- _Task statement_: Copy the data word for word, from its first line through the line that contains "column 106, row 105", and include both ends. Leave the pictures out of your copy.

- _Items_:
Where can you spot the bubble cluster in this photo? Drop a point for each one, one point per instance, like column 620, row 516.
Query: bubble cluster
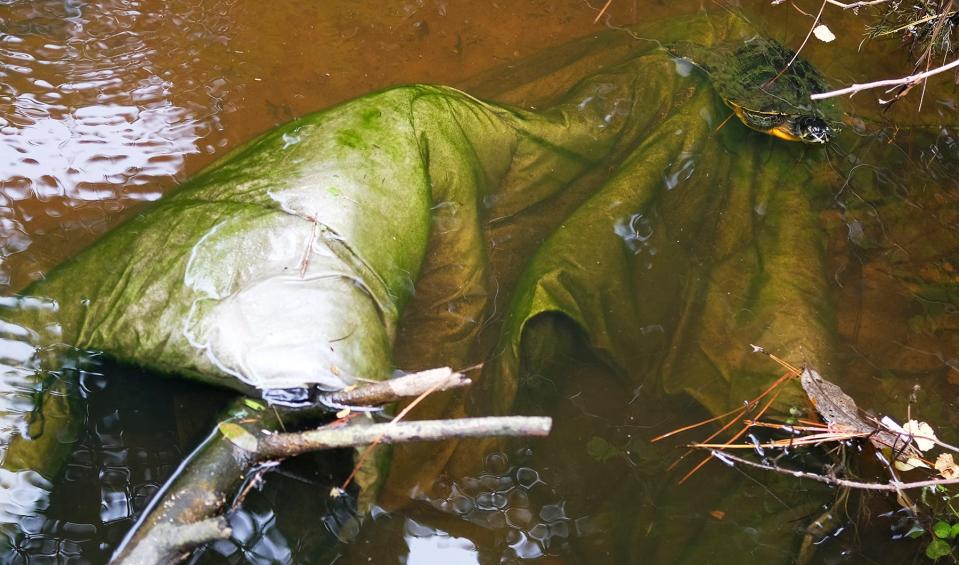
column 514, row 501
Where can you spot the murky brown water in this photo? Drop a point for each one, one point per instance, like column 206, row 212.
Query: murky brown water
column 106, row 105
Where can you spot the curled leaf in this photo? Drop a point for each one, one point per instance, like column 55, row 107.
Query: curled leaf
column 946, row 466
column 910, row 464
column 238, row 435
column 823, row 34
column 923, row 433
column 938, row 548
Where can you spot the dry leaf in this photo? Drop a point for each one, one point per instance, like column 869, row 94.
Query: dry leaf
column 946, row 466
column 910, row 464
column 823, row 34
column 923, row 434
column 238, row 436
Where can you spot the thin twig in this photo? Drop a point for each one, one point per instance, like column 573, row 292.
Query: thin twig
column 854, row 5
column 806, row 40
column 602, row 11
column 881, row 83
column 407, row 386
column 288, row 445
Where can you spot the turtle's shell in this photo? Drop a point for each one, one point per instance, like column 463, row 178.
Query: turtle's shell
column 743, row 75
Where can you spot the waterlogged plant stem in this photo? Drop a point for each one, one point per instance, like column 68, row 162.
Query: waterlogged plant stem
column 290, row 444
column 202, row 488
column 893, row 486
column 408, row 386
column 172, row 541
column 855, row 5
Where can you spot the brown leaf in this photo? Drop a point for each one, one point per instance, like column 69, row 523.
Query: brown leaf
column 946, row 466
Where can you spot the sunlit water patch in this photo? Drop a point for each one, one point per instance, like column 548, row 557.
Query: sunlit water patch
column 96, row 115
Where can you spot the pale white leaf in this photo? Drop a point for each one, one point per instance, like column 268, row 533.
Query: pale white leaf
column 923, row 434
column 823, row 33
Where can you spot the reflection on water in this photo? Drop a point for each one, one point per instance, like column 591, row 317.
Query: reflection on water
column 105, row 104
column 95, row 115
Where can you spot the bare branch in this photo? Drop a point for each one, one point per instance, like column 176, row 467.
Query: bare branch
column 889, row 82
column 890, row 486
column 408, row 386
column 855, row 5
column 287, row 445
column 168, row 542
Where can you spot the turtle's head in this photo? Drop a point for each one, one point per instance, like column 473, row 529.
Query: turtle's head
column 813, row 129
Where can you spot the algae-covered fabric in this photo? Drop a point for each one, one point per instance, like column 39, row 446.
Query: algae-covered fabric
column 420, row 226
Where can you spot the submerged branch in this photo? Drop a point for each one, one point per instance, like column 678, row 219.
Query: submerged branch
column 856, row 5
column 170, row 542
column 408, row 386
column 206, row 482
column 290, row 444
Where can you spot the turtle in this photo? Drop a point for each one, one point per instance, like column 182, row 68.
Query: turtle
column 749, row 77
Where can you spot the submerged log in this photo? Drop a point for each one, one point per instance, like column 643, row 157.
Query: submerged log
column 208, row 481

- _Task result_:
Where can you spot the bubble cluster in this photo? Drop a point for each one, one point per instance, like column 620, row 516.
Query: bubble cluster
column 514, row 501
Where can you spot the murky brown water in this photo? Drop a point for each one, one point per instance, like column 206, row 212.
Query: murky brown water
column 106, row 105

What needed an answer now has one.